**PROBLEM REQUIREMENTS**. Recast the records below as a two-column CSV with the columns input and output, one row per record. Put the record's text in input and its answer in output, each as a single quoted field with line breaks replaced by spaces.

**MATERIAL TO PROCESS**.
>>

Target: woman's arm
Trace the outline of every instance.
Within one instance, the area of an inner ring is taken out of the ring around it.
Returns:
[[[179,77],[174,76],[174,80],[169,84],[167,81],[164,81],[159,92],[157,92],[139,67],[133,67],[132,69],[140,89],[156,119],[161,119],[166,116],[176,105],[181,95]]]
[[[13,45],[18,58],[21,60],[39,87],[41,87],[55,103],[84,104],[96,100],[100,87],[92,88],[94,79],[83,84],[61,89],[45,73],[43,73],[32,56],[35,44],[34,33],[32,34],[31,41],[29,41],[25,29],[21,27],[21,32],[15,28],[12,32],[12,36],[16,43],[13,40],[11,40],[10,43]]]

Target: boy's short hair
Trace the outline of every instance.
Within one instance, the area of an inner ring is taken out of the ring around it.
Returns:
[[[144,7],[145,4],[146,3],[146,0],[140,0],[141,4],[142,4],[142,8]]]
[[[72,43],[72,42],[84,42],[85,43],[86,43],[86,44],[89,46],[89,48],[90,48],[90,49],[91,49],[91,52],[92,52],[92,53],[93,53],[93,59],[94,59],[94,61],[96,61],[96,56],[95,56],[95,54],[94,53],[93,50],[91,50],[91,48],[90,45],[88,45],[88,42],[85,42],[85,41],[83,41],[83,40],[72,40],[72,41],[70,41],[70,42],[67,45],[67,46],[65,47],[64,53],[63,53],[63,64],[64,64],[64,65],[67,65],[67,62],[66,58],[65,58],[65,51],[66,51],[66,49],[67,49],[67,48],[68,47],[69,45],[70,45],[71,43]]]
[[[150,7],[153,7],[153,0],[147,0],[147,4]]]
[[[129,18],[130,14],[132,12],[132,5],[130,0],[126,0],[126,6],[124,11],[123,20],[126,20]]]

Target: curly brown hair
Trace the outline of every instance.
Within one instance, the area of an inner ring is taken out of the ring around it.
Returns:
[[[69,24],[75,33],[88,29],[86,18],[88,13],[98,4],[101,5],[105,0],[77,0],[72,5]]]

<<

**ANSWER TO THE TASK**.
input,output
"Target: woman's arm Trace the outline of every instance. Within one instance, the area of an inner ring is taken out of the ring around it. Returns:","[[[179,77],[174,76],[174,80],[169,84],[167,81],[164,81],[159,92],[157,92],[139,67],[133,67],[132,69],[140,89],[156,119],[161,119],[166,116],[176,105],[181,95]]] [[[13,45],[18,58],[21,60],[39,87],[41,87],[55,103],[84,104],[96,100],[100,87],[92,88],[94,79],[83,84],[61,89],[45,73],[43,73],[32,56],[35,44],[34,33],[32,34],[31,41],[29,41],[25,29],[21,27],[21,32],[15,28],[12,32],[12,36],[16,43],[13,40],[11,40],[10,43]]]"
"Target: boy's short hair Trace the outline of every instance. Within one instance, the area of an inner ring is taken out of the ring around it. Returns:","[[[144,7],[145,4],[146,3],[146,0],[140,0],[141,4],[142,4],[142,8]]] [[[72,43],[72,42],[84,42],[85,43],[86,43],[86,44],[89,46],[89,48],[90,48],[90,49],[91,49],[91,52],[92,52],[92,53],[93,53],[93,59],[94,59],[94,61],[96,61],[96,56],[95,56],[95,54],[94,53],[93,50],[91,50],[91,48],[90,45],[88,45],[88,42],[85,42],[85,41],[83,41],[83,40],[72,40],[72,41],[70,41],[70,42],[67,45],[67,46],[65,47],[64,53],[63,53],[63,64],[64,64],[64,65],[67,65],[67,62],[66,58],[65,58],[65,51],[66,51],[66,49],[67,49],[67,48],[68,47],[69,45],[70,45],[71,43]]] [[[150,7],[153,7],[153,0],[147,0],[147,4]]] [[[129,18],[130,14],[132,12],[132,5],[130,0],[126,0],[126,6],[124,11],[123,20],[126,20]]]"
"Target: curly brown hair Trace the outline of every instance. Within one instance, the area of an inner ring is taken out of the ring around it. Returns:","[[[69,24],[75,33],[88,29],[86,18],[88,13],[98,4],[101,5],[105,0],[77,0],[72,5]]]"